PASSAGE ::
————

A Dose of Empathy: Understanding the Root of COVID Vaccine Resistance
The COVID-19 vaccine has been available to the public for nearly a year. Despite many reports on the vaccine’s safety, and the fact that it’s widely available and at no cost, many patients remain hesitant to receive it.
Researchers from Johns Hopkins found that the higher the Social Vulnerability Index (SVI) score of a community, the more likely it was to have high vaccine hesitancy. Counties with high SVI scores had vaccination rates at 17%, compared to 19% in communities with low-moderate SVI ratings.
According to the CDC, “Social vulnerability refers to the potential negative effects on communities caused by external stresses on human health.”
The Johns Hopkins researchers also found that during the first weeks of the vaccine rollout, communities had similar vaccine hesitancy, no matter their SVI score. However, by April, high hesitancy communities quickly emerged.
“By August, the researchers noted a 9-percentage point gulf in vaccine receipt between high- and moderate-hesitancy counties and a 17-percentage point difference between high- and low-hesitancy counties,” wrote Patient Engagement HIT
Racial health disparities also play a role in COVID-19 vaccination. Not only are Black patients more likely to have a COVID infection than white patients, they’re also more hesitant to receive the vaccine due to distrust of the medical system due to racism.
In addition to the above factors, Press Ganey found there are four determinants of vaccine hesitancy:
For those who were enthusiastic about the vaccine, researchers found they felt the benefits of the vaccine outweighed the risks and had trust in the safety and efficacy of the vaccine. Patients whose fears were assuaged and who learned about how the vaccine can protect them from COVID-19 were more likely to be vaccine enthusiastic.
What’s contributing to vaccine hesitancy?

————

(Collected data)
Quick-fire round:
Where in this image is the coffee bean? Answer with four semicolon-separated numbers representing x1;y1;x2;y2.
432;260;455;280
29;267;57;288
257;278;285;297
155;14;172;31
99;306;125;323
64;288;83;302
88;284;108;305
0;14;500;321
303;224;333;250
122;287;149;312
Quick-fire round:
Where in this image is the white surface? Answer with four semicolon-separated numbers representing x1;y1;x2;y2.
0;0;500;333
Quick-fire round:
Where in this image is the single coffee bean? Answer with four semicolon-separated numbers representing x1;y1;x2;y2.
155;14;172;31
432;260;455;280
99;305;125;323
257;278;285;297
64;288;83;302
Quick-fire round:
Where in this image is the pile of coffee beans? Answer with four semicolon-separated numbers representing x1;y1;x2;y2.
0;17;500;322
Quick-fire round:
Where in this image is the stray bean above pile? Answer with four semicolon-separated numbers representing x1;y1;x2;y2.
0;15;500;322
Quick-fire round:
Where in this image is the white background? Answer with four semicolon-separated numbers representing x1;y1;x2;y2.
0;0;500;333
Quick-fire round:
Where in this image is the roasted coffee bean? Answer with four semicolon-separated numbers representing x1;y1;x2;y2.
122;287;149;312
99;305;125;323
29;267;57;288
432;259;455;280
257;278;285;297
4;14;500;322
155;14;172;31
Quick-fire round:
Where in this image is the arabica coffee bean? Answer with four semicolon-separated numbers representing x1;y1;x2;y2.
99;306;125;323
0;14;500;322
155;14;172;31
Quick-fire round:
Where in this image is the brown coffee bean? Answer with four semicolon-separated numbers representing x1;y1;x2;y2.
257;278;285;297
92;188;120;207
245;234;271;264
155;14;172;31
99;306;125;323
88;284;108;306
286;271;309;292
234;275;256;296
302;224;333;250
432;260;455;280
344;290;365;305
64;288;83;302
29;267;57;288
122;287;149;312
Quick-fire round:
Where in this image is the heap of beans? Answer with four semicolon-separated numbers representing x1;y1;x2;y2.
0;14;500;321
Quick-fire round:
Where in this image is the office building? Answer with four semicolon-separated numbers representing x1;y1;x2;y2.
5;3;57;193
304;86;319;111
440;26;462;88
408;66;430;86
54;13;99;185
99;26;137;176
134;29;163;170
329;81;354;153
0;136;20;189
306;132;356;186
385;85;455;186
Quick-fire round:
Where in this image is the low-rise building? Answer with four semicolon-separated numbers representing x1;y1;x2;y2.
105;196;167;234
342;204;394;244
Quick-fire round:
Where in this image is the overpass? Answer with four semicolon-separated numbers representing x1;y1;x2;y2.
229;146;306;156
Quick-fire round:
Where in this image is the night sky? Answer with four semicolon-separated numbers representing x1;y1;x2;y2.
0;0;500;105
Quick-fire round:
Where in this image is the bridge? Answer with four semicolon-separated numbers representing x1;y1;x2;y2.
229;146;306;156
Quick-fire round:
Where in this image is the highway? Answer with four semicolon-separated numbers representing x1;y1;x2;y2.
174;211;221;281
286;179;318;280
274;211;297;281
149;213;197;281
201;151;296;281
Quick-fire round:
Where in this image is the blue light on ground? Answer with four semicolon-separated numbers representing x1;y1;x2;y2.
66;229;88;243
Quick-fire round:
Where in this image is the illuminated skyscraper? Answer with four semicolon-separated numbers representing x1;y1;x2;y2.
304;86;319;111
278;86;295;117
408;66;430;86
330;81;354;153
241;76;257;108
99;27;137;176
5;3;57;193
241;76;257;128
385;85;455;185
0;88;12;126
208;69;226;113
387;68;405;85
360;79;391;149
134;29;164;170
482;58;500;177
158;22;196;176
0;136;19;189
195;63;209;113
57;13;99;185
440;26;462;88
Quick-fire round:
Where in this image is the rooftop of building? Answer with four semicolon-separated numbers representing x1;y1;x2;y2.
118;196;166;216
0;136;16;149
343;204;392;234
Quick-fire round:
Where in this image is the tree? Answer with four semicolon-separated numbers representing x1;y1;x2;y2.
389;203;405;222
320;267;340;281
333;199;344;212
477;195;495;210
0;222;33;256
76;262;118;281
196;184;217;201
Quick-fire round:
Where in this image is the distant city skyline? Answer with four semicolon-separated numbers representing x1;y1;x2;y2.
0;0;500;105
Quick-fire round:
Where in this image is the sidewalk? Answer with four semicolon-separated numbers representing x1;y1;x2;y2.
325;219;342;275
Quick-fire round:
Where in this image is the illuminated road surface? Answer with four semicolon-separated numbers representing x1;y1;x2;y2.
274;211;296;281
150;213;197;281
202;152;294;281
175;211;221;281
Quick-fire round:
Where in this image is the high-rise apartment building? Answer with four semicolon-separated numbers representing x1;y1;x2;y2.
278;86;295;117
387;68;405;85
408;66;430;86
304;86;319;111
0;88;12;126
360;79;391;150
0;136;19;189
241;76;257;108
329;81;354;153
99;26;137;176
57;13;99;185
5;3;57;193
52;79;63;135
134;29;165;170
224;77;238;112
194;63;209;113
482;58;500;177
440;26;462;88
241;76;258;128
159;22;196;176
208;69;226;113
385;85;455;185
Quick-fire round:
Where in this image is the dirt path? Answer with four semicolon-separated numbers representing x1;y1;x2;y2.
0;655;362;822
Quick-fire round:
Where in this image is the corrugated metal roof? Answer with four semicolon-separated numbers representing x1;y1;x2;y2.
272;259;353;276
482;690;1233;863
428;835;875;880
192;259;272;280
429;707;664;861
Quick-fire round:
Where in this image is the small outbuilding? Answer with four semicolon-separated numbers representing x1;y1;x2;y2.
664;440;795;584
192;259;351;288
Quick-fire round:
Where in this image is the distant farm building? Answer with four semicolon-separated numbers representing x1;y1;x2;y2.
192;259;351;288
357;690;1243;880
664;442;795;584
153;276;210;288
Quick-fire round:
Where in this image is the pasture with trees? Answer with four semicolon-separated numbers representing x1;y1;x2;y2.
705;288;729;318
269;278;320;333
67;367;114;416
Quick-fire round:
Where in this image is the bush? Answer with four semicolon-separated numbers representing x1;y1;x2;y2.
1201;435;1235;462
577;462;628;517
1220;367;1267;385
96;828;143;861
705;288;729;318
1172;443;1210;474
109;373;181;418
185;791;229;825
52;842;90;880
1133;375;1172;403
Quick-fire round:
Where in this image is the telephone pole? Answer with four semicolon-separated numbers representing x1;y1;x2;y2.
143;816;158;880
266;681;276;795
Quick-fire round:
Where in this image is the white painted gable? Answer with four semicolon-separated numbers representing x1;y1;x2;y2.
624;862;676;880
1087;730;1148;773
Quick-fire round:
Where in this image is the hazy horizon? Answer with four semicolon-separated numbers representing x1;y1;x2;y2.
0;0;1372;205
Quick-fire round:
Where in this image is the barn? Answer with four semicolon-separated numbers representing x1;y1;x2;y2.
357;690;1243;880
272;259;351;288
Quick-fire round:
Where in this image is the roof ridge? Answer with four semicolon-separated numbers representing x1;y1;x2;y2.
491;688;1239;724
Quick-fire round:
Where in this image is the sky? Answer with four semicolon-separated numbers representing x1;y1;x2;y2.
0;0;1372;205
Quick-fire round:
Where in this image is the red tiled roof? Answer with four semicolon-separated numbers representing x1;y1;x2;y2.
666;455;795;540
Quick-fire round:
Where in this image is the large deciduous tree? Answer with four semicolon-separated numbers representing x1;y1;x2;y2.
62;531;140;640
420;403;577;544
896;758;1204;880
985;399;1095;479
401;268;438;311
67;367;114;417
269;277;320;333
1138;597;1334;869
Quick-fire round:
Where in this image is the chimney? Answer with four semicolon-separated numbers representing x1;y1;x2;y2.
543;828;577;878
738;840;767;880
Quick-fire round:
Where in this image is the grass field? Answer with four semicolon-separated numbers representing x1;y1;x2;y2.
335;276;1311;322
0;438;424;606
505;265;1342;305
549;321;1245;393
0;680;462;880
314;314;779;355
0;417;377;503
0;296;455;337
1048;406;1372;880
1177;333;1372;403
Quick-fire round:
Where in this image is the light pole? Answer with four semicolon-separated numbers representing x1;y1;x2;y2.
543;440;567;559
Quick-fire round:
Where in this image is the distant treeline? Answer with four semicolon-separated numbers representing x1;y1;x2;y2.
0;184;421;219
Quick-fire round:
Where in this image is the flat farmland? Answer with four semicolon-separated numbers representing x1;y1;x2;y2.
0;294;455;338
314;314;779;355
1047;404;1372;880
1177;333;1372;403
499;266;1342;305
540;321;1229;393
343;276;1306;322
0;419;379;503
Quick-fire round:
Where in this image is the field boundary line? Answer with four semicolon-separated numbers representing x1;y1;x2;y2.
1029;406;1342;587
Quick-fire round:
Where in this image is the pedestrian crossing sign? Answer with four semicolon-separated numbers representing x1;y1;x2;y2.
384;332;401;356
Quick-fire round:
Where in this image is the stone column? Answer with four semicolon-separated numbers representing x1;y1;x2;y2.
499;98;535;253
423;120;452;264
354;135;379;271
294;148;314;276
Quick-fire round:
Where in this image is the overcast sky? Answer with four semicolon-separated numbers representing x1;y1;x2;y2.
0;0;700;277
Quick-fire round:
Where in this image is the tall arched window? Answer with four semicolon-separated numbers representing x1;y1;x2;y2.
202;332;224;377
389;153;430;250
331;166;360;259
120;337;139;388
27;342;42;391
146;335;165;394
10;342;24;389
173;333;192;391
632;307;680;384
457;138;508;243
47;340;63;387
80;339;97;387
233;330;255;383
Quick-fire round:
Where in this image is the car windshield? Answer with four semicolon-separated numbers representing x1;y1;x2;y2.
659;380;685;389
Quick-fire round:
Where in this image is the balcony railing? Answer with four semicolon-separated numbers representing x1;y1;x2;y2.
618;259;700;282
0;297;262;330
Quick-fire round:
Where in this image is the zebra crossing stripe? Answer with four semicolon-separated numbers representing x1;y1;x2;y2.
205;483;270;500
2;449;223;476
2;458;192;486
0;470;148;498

————

YOUR OBJECTIVE ::
Copy the article on COVID vaccine resistance above word for word, from its title through its final line.

SOLUTION TO THE PROBLEM ::
A Dose of Empathy: Understanding the Root of COVID Vaccine Resistance
The COVID-19 vaccine has been available to the public for nearly a year. Despite many reports on the vaccine’s safety, and the fact that it’s widely available and at no cost, many patients remain hesitant to receive it.
Researchers from Johns Hopkins found that the higher the Social Vulnerability Index (SVI) score of a community, the more likely it was to have high vaccine hesitancy. Counties with high SVI scores had vaccination rates at 17%, compared to 19% in communities with low-moderate SVI ratings.
According to the CDC, “Social vulnerability refers to the potential negative effects on communities caused by external stresses on human health.”
The Johns Hopkins researchers also found that during the first weeks of the vaccine rollout, communities had similar vaccine hesitancy, no matter their SVI score. However, by April, high hesitancy communities quickly emerged.
“By August, the researchers noted a 9-percentage point gulf in vaccine receipt between high- and moderate-hesitancy counties and a 17-percentage point difference between high- and low-hesitancy counties,” wrote Patient Engagement HIT
Racial health disparities also play a role in COVID-19 vaccination. Not only are Black patients more likely to have a COVID infection than white patients, they’re also more hesitant to receive the vaccine due to distrust of the medical system due to racism.
In addition to the above factors, Press Ganey found there are four determinants of vaccine hesitancy:
For those who were enthusiastic about the vaccine, researchers found they felt the benefits of the vaccine outweighed the risks and had trust in the safety and efficacy of the vaccine. Patients whose fears were assuaged and who learned about how the vaccine can protect them from COVID-19 were more likely to be vaccine enthusiastic.
What’s contributing to vaccine hesitancy?